(Records from a dataset)
===

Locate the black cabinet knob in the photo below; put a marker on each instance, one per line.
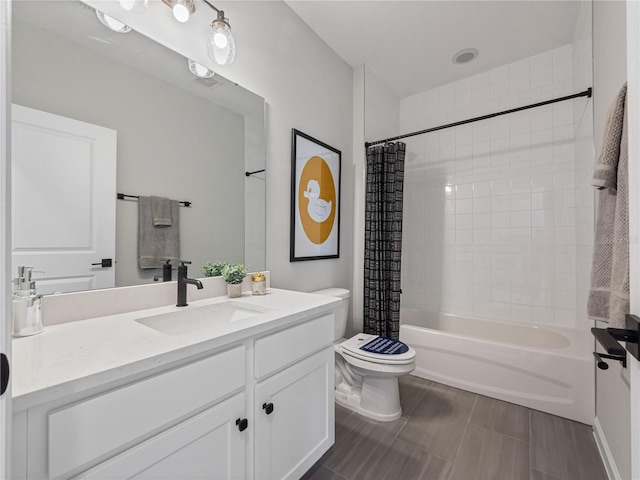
(105, 263)
(242, 423)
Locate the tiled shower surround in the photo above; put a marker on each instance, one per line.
(493, 210)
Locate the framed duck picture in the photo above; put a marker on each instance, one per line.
(315, 199)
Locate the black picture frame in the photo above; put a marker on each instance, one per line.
(315, 199)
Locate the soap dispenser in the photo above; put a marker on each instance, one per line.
(26, 305)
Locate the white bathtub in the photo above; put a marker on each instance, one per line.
(544, 368)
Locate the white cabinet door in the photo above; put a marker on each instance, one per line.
(300, 425)
(207, 446)
(63, 200)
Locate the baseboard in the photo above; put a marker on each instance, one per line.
(605, 452)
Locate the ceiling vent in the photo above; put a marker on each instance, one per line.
(465, 56)
(211, 82)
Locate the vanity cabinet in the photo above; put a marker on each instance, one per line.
(209, 445)
(207, 417)
(294, 415)
(294, 408)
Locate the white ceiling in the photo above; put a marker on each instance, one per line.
(409, 44)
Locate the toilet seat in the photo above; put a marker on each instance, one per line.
(352, 348)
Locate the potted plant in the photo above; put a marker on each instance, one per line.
(234, 275)
(213, 269)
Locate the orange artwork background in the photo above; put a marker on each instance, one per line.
(317, 169)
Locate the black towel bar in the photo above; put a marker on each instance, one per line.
(123, 196)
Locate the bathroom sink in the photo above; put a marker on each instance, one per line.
(194, 318)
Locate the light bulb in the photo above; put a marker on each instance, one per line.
(181, 12)
(112, 23)
(128, 4)
(221, 47)
(134, 6)
(200, 70)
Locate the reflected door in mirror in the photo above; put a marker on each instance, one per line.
(63, 200)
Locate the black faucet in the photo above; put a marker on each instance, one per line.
(182, 283)
(166, 271)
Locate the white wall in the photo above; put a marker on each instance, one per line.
(306, 86)
(204, 164)
(609, 73)
(490, 212)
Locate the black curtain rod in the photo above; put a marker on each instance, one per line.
(122, 196)
(587, 93)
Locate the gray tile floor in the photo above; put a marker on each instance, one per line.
(447, 433)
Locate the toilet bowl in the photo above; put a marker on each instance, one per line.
(368, 367)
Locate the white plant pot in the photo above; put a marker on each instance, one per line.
(234, 290)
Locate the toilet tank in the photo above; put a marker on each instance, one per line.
(340, 324)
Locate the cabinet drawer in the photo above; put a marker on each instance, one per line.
(95, 427)
(283, 348)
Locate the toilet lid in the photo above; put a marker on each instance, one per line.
(378, 349)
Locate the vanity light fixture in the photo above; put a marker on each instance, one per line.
(221, 46)
(182, 9)
(134, 6)
(112, 23)
(200, 70)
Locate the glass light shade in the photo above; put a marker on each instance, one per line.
(221, 46)
(112, 23)
(181, 11)
(134, 6)
(200, 70)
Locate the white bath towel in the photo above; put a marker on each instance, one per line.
(609, 295)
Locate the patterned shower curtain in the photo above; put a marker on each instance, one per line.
(383, 239)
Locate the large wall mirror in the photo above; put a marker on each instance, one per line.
(176, 135)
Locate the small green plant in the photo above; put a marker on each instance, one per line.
(234, 273)
(213, 269)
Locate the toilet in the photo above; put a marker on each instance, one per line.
(368, 367)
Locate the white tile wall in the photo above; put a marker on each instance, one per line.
(497, 213)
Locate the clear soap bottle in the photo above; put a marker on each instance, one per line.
(26, 305)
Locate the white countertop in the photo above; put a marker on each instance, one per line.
(76, 356)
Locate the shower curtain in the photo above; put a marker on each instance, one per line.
(383, 239)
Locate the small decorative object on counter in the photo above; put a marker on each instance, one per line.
(213, 269)
(258, 284)
(234, 275)
(26, 305)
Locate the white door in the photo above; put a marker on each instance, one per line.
(208, 446)
(63, 200)
(5, 324)
(294, 415)
(633, 111)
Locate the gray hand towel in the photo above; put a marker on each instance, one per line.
(155, 245)
(161, 210)
(609, 295)
(606, 173)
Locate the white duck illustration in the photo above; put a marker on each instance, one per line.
(318, 209)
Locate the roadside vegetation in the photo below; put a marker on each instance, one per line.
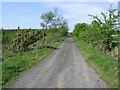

===

▶ _What is required_
Select every line in the entries above that contains the word "shower" and copy each one. Matching is case-sensitive.

▶ _Task response_
Locate the tiled shower surround in the photo above; put a marker on each instance, one per line.
Locate the patterned shower curtain in the photo above; put a marker on each instance, one per line.
Locate the shower curtain in the photo above; put a marker on each instance, one per line.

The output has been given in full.